* Start Material for the task *
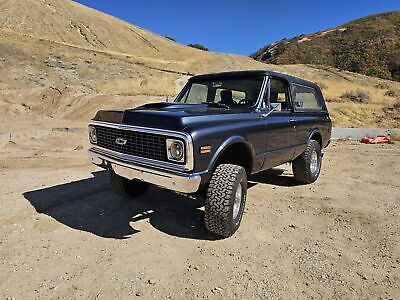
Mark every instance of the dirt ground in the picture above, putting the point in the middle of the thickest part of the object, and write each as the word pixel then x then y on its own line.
pixel 65 234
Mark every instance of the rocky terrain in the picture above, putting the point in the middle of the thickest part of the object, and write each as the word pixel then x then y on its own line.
pixel 370 45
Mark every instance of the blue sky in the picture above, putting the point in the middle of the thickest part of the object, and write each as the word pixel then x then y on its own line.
pixel 235 26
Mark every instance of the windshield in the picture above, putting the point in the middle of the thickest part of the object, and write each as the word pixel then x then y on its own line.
pixel 228 93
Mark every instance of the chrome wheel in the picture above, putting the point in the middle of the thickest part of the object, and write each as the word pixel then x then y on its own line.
pixel 238 201
pixel 314 162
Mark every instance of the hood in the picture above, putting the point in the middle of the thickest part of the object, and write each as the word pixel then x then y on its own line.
pixel 173 116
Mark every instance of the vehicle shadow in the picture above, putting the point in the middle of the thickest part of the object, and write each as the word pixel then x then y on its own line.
pixel 90 205
pixel 273 176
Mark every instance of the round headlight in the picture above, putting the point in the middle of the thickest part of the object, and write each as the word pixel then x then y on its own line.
pixel 92 135
pixel 176 150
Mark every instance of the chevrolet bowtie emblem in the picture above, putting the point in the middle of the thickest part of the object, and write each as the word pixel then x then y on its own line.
pixel 120 141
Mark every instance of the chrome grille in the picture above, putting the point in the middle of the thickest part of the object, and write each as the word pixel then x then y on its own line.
pixel 138 143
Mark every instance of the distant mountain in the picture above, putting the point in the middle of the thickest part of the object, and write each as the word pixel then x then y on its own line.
pixel 370 45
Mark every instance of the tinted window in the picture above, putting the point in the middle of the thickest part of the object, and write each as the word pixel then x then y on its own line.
* End Material for the task *
Copy the rows above word for word, starting with the line containing "Mark every instance of the windshield" and continuing through the line containing "pixel 228 93".

## [Output below]
Mark every instance of the windshield in the picture above, putting the point in the middle of the thickest part of the object, and write each as the word pixel then x then y on its own line.
pixel 228 93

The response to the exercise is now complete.